* INSTRUCTION
Rewrite the stretch from the line containing "Q: Point out each instance of the purple" through the end of the records below. Keep every request line as it is, and increase each coordinate in the answers by 65.

Entries from a point annotation set
— begin —

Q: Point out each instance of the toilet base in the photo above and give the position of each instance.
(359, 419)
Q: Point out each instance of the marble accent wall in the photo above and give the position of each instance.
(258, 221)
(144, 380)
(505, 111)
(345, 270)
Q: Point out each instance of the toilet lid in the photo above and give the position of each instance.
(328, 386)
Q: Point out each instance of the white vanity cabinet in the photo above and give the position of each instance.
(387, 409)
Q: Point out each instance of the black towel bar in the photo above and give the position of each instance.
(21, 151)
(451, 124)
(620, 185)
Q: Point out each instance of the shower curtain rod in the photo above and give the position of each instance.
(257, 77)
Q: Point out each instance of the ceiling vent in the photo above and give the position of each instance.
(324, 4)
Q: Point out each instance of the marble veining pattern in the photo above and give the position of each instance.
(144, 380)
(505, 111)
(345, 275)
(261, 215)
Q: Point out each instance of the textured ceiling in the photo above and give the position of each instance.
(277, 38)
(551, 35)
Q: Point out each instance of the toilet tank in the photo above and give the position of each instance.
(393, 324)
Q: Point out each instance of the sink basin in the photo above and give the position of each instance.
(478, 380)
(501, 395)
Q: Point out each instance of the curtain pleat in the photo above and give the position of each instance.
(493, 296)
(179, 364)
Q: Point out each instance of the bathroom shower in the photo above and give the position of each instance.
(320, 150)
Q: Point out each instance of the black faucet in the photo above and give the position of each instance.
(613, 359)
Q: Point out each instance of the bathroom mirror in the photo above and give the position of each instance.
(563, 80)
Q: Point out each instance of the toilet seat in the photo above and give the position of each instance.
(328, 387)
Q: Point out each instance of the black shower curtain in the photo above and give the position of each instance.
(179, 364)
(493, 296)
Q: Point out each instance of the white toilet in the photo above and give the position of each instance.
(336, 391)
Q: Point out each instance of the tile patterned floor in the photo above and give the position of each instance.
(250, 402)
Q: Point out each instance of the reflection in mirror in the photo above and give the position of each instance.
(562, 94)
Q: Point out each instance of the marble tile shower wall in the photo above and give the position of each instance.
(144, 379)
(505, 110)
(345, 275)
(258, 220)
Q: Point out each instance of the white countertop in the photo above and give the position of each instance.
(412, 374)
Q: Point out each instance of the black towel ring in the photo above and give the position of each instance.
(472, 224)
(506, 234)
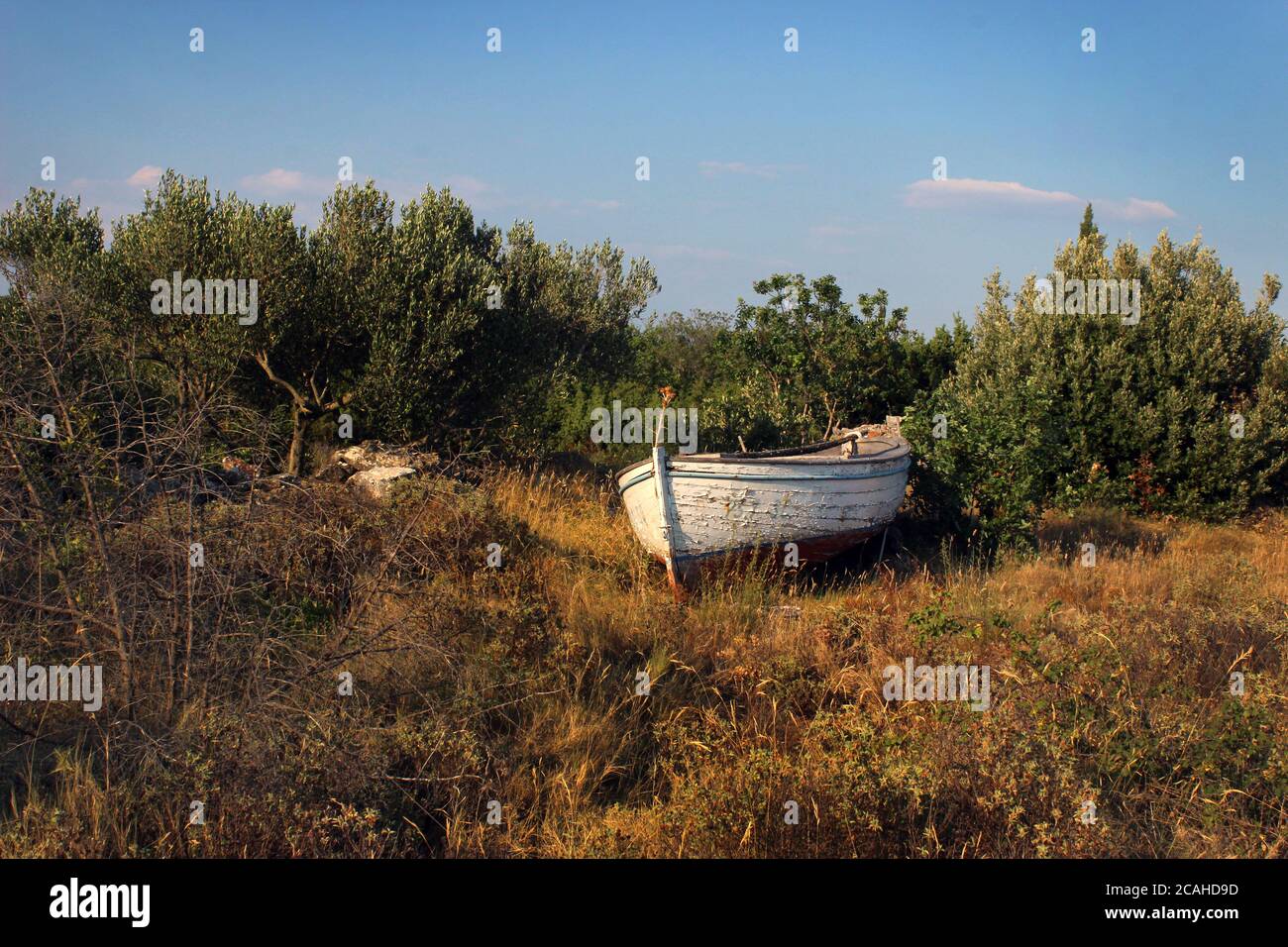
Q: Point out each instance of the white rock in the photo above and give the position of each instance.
(376, 480)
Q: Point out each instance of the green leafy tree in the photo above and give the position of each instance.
(1055, 407)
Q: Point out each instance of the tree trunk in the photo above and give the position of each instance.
(295, 458)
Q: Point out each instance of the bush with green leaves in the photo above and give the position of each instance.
(1184, 411)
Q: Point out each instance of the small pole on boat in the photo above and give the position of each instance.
(664, 495)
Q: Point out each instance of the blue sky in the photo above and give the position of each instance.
(761, 159)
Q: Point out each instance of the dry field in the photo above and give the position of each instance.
(511, 692)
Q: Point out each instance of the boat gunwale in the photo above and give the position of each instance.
(806, 459)
(772, 476)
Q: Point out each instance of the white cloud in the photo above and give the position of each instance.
(973, 192)
(1133, 209)
(961, 192)
(709, 169)
(146, 176)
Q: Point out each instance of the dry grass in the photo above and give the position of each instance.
(518, 684)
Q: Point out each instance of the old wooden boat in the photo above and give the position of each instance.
(690, 510)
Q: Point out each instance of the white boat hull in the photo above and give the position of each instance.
(708, 506)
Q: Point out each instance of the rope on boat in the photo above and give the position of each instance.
(794, 451)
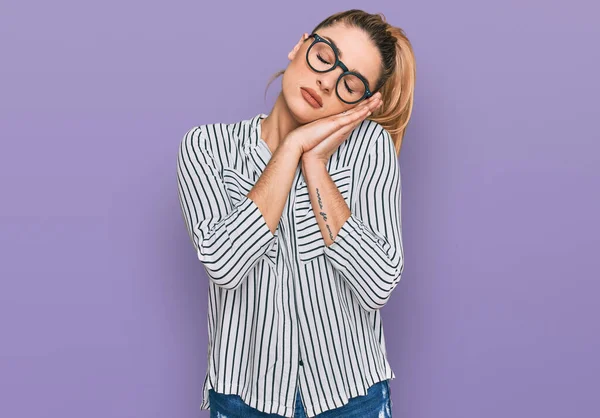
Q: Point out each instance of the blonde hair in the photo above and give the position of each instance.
(398, 72)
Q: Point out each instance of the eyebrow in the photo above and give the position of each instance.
(340, 55)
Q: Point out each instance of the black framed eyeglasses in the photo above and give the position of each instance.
(322, 57)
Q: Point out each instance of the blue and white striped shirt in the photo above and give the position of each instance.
(286, 312)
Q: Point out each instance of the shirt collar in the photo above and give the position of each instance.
(255, 149)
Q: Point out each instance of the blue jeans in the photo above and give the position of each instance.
(376, 400)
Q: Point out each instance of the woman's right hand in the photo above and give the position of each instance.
(307, 136)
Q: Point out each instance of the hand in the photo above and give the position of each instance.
(331, 130)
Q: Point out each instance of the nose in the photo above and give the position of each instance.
(326, 81)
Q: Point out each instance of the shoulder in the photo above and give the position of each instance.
(369, 137)
(216, 138)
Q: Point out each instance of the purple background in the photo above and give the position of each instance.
(102, 299)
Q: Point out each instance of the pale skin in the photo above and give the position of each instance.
(297, 133)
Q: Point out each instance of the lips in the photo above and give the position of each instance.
(314, 95)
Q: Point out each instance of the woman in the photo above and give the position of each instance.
(296, 217)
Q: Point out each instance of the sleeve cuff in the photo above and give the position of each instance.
(352, 227)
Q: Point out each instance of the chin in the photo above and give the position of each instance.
(301, 111)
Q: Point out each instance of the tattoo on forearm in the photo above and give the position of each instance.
(319, 200)
(324, 215)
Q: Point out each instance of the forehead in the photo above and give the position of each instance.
(357, 51)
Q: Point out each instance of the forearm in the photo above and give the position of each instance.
(273, 186)
(329, 206)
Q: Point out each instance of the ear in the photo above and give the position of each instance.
(294, 51)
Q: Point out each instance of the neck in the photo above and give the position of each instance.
(278, 124)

— end —

* WORKED SOLUTION
Q: Point out each instance of the purple background in the photo above and give the position of each instance.
(167, 364)
Q: Point out each instance of the pale skin in the photo above and give the position of each instance.
(362, 198)
Q: Point out each instance of the lips in the photo above and give the position of each instance.
(379, 160)
Q: Point out each instance of the woman in the photo above and give the position of each instance.
(361, 282)
Q: Point out each instance of the sleeve cuff in the photo above and give the position of each instance.
(417, 292)
Q: Point out each instance of the chin in the photo above and give the position of each instance.
(366, 176)
Q: Point out each instance of the tattoo on forearm in the photo above and give the position of each instance.
(384, 265)
(389, 280)
Q: Point out each instance of the forehead in the photo above and give the position of each instance.
(422, 116)
Q: Point out each instance of the forearm in the photo above and give the position of each instance.
(338, 251)
(394, 271)
Q: Point out each instance of the ear in the photo above and give the position of each instance.
(359, 116)
Q: Point out each instance of the neck in the photo above and give the position of each instance.
(343, 189)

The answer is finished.